**Task inputs:**
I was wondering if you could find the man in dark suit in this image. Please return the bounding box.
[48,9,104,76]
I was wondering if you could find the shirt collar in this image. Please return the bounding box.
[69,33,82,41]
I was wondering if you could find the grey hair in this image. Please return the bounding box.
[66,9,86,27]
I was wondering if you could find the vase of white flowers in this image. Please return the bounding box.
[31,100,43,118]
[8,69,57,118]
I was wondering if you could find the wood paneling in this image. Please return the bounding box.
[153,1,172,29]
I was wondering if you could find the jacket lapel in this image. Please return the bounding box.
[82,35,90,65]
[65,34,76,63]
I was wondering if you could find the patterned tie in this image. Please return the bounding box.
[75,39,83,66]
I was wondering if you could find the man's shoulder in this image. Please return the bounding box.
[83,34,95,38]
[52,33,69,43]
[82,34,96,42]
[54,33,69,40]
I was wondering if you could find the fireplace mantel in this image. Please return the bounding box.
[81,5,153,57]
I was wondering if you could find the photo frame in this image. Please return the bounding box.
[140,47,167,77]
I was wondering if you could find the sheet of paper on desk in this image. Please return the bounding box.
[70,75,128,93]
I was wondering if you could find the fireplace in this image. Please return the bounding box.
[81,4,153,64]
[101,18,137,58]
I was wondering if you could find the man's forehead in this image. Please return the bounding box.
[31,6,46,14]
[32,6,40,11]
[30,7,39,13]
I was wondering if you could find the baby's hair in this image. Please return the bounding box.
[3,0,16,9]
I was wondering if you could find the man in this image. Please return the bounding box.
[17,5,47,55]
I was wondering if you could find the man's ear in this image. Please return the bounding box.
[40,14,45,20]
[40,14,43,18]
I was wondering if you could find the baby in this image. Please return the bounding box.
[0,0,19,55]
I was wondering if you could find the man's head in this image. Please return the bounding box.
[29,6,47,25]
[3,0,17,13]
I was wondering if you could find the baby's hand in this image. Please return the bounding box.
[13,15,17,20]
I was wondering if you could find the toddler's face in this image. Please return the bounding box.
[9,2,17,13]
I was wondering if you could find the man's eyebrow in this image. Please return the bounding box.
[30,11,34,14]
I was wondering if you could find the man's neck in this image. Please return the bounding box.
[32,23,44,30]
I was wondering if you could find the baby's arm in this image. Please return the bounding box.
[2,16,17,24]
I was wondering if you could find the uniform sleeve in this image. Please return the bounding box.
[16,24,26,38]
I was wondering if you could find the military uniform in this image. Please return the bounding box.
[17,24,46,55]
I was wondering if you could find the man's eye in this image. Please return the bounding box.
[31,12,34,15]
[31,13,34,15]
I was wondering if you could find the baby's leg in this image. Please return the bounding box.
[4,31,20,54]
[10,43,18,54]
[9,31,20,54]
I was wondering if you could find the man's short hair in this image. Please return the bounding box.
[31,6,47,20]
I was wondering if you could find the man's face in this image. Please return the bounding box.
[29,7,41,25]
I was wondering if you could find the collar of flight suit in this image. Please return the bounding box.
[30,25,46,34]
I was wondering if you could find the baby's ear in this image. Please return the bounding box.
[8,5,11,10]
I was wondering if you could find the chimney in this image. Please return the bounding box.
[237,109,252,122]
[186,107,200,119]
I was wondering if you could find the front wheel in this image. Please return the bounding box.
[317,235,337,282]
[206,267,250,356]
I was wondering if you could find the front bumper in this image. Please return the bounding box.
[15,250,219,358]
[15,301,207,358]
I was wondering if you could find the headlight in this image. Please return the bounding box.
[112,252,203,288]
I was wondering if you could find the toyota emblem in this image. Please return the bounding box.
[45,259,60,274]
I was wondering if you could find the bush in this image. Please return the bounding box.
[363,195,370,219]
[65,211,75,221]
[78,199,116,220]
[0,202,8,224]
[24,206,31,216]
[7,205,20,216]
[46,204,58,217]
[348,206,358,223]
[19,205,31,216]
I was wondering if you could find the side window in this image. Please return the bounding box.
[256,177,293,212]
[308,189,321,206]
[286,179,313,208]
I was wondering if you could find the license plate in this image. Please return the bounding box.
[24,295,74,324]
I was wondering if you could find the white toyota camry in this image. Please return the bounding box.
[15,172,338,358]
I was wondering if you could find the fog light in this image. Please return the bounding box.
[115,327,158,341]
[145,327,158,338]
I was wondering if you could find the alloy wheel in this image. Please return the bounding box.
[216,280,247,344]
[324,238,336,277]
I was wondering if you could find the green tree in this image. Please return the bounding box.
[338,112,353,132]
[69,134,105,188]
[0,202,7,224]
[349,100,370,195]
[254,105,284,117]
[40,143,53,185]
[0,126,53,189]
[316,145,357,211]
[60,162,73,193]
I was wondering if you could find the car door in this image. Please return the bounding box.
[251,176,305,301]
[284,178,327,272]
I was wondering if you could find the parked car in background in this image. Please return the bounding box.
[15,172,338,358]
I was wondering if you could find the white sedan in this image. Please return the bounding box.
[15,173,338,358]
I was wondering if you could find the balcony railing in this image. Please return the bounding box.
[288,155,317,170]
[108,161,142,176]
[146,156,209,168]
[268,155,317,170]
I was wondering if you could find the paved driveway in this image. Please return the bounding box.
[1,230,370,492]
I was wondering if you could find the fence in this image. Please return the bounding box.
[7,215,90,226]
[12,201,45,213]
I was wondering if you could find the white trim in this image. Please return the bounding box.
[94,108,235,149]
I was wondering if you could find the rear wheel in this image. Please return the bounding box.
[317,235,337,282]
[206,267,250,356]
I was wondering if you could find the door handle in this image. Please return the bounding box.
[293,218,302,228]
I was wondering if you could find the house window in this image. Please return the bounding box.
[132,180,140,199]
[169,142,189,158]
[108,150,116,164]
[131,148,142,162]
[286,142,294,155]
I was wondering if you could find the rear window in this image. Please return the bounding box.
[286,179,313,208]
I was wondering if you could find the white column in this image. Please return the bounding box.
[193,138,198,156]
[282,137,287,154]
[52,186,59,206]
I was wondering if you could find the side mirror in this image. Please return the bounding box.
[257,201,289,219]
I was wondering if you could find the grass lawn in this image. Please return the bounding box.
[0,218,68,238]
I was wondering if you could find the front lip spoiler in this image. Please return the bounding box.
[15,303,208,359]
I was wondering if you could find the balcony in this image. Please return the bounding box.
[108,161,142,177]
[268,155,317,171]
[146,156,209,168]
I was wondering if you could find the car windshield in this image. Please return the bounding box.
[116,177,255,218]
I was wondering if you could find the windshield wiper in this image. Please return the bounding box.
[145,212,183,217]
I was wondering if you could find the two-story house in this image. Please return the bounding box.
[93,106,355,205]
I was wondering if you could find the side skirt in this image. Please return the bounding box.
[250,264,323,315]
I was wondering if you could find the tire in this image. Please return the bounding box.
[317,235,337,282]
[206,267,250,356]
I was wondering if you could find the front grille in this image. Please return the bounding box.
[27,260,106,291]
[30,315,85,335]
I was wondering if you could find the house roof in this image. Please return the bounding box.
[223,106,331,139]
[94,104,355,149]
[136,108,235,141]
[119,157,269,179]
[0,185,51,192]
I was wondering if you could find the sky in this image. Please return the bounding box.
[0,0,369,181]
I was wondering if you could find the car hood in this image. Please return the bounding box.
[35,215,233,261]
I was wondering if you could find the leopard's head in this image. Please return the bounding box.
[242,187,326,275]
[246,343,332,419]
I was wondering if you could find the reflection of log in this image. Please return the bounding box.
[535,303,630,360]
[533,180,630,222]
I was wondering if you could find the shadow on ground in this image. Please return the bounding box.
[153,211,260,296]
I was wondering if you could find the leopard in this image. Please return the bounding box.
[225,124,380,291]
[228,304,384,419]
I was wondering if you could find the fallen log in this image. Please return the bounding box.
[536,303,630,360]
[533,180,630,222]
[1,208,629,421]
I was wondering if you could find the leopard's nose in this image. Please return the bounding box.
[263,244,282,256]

**Problem description:**
Word for word, copy all of the listing above.

**Task answer:**
I was wondering if you could find the man in dark suit in this image. Please return the bounding box.
[48,9,104,76]
I was wondering if you could find the shirt collar in this image. Please return the bounding box.
[69,33,82,41]
I was wondering if you could find the grey hair in this image. Please return the bounding box.
[66,9,86,27]
I was wondering if you could find the vase of white flowers in this image. Please return the bounding box.
[31,100,43,118]
[8,69,57,118]
I was wondering if you could find the wood paneling in this image. Please return the bounding box.
[153,1,172,29]
I was wondering if you could find the jacket lapel in this image. Please return the bounding box.
[82,35,90,65]
[65,34,76,63]
I was wondering if you could find the patterned tie in this image. Please return the bounding box.
[75,39,83,66]
I was wondering if you could find the man's shoulder in this image. Please return the bounding box.
[83,34,95,38]
[52,33,69,43]
[82,34,96,42]
[54,33,69,40]
I was wondering if you could find the fireplace mantel in this image. Please return the bounding box.
[81,5,153,57]
I was wondering if you could find the photo frame in this image. Please return the bounding box.
[140,47,167,77]
I was wondering if you could find the sheet of paper on desk in this image. Please return the bounding box.
[70,75,128,93]
I was wondering if you could find the fireplace in this image. Please return the bounding box.
[81,4,153,64]
[101,18,137,58]
I was wondering if you could find the man's forehead in this image. Please return the bounding box.
[31,6,46,14]
[32,6,40,11]
[30,7,39,13]
I was wondering if you could find the baby's hair in this image. Please return the bounding box.
[3,0,16,9]
I was wondering if you could find the man in this image. Please return the bounding box.
[17,5,47,55]
I was wondering if you could find the man's ear in this image. Please return the bounding box.
[40,14,45,20]
[40,14,43,18]
I was wondering if you could find the baby in this image. Please return the bounding box.
[0,0,19,55]
I was wondering if you could find the man's head in this image. Please return the bounding box.
[29,6,47,25]
[3,0,17,13]
I was wondering if you could find the baby's hand in this image. Please return the bounding box.
[13,15,17,20]
I was wondering if you could find the toddler's face in this image. Please return the bounding box.
[9,2,17,13]
I was wondering if you could find the man's eyebrow in this image. Please return the bounding box.
[30,11,34,14]
I was wondering if you could find the man's neck in this image. Please return the bounding box.
[32,23,44,30]
I was wondering if you could find the baby's arm in this image. Please return the bounding box.
[2,16,17,24]
I was wondering if you could find the uniform sleeve in this image. Please return the bounding box.
[16,24,26,38]
I was wondering if you could find the military uniform in this image. Please return the bounding box.
[17,24,46,55]
I was wondering if you could find the man's eye in this image. Please return the bounding box.
[31,12,34,15]
[31,13,34,15]
I was wondering if you could find the baby's leg in this image. Please return the bounding box.
[4,31,20,54]
[10,43,18,54]
[9,31,20,54]
I was wondering if you could find the man's short hair in this image. Please return the bounding box.
[31,6,47,20]
I was wondering if you could find the man's face in this image. Please return the bounding box.
[29,7,41,25]
I was wondering if you could find the collar of flight suit in this image. Please return the bounding box.
[30,25,46,34]
I was wondering if you could find the baby's ear in this image. Please return the bounding box.
[8,5,11,10]
I was wondering if you could find the chimney in this image. Please return the bounding box.
[237,109,252,122]
[186,107,200,119]
I was wondering if you could find the front wheel in this image. Please return the bounding box.
[317,235,337,282]
[206,267,250,356]
I was wondering if you could find the front bumper in this image. Please return the bounding box.
[15,250,219,358]
[15,301,207,358]
I was wondering if you could find the headlight in this image. Please return the bounding box.
[112,252,203,288]
I was wondering if you could find the toyota emblem in this image. Please return the bounding box.
[45,259,60,274]
I was wondering if you could find the bush in this image. Please return the bounding box.
[363,195,370,219]
[65,211,75,221]
[78,199,116,220]
[0,202,8,224]
[24,206,31,216]
[7,205,20,216]
[46,204,58,217]
[348,206,358,223]
[19,205,31,216]
I was wondering if you could find the side window in this image. Please return the bounding box.
[256,177,293,212]
[308,189,321,206]
[286,179,313,208]
I was wondering if you could find the license plate in this image. Please return the bounding box.
[24,295,74,324]
I was wondering if you could find the white toyota camry in this image. Please return the bounding box.
[15,172,338,358]
I was wondering if you could find the fog light in this image. Please return the bounding box.
[115,327,158,341]
[145,327,158,338]
I was wondering if you could find the alloy wheel in this image. Please return the bounding box.
[216,280,247,344]
[324,238,336,277]
I was wondering if you could find the green tree in this image. Please return the bounding box.
[338,112,353,132]
[69,134,105,188]
[0,202,7,224]
[349,100,370,195]
[254,105,284,117]
[40,143,53,185]
[0,126,53,189]
[316,145,357,211]
[60,162,73,193]
I was wondering if you could find the car door in this image. Please return the bounding box.
[251,176,305,301]
[284,178,327,272]
I was wondering if you could find the parked car in background in this image. Please return the bounding box.
[15,172,338,358]
I was wondering if you could find the white sedan in this image. Please return the bounding box.
[15,173,338,358]
I was wondering if you could find the balcony railing in this image. Please return the bounding box.
[288,155,317,170]
[108,161,142,176]
[146,156,209,168]
[268,155,317,170]
I was wondering if you could find the paved driveway in this image. Please return the bounding box.
[1,230,370,492]
I was wondering if you could find the fence in this image. Please return the bounding box.
[7,215,90,226]
[12,201,45,213]
I was wondering if you could find the white trim in this image. Please return the bounding box.
[94,108,235,149]
I was wondering if you could find the rear wheel in this image. Please return the bounding box.
[317,235,337,282]
[206,267,250,356]
I was wondering if you could find the door handle in this image. Please return the bounding box.
[293,218,302,228]
I was wondering if you could find the house window in this image. Please return the bounding box.
[132,180,140,199]
[169,142,189,158]
[108,150,116,164]
[131,148,142,162]
[286,142,294,155]
I was wondering if you could find the rear window in this image. Please return the bounding box.
[286,179,313,208]
I was wondering if you could find the white column in this image. Please return the bounding box.
[193,138,198,156]
[282,137,287,154]
[52,186,59,206]
I was wondering if you could find the side mirror in this image. Please return the bounding box.
[257,201,289,219]
I was wondering if you could find the grass lawn in this image. Please return the bounding box.
[0,218,68,238]
I was wondering if you could find the front lip spoiler in this image. Please return the bounding box.
[15,303,208,359]
I was wondering if you could find the balcony in this image. Please return the bounding box.
[108,161,142,177]
[268,155,317,171]
[146,156,209,168]
I was wondering if you could find the car windshield in this image. Please return the bounding box.
[116,177,255,218]
I was wondering if you could find the windshield wiper in this image. Please return the bounding box.
[145,212,183,217]
I was wondering if you could find the two-story house in this image. Please return the bounding box.
[93,106,355,205]
I was wondering if you could find the side skirt in this image. Please return the bounding box.
[250,264,323,315]
I was wondering if you could find the tire in this image. Please return the bounding box.
[317,235,337,282]
[206,267,250,356]
I was wondering if you could find the front grille in this image. Please return the bounding box.
[27,260,106,291]
[30,315,85,335]
I was wondering if you could find the house roof in this image. Please return the bounding box.
[223,106,331,139]
[94,104,355,149]
[136,108,235,141]
[119,157,269,179]
[0,185,51,192]
I was wondering if you could find the sky in this image. Please return the bounding box.
[0,0,369,181]
I was wondering if you could find the car hood in this image. Please return the bounding box.
[35,215,233,261]
I was wondering if you could find the leopard's head in this image. Please return the bounding box.
[242,187,326,275]
[246,343,332,419]
I was wondering if you could find the reflection of log in this image. Please return the bounding box.
[535,303,630,360]
[533,180,630,222]
I was wondering if you could find the shadow on ground in this image. Please return the bounding box.
[153,211,260,296]
I was wondering if you could find the leopard in this image. Please return the bounding box.
[225,124,380,291]
[228,304,384,419]
I was wondering if you could find the fallen log in this image. Please return the bounding box.
[536,303,630,360]
[533,180,630,222]
[1,208,629,421]
I was wondering if you could find the leopard's nose in this image. Please return the bounding box.
[263,244,282,256]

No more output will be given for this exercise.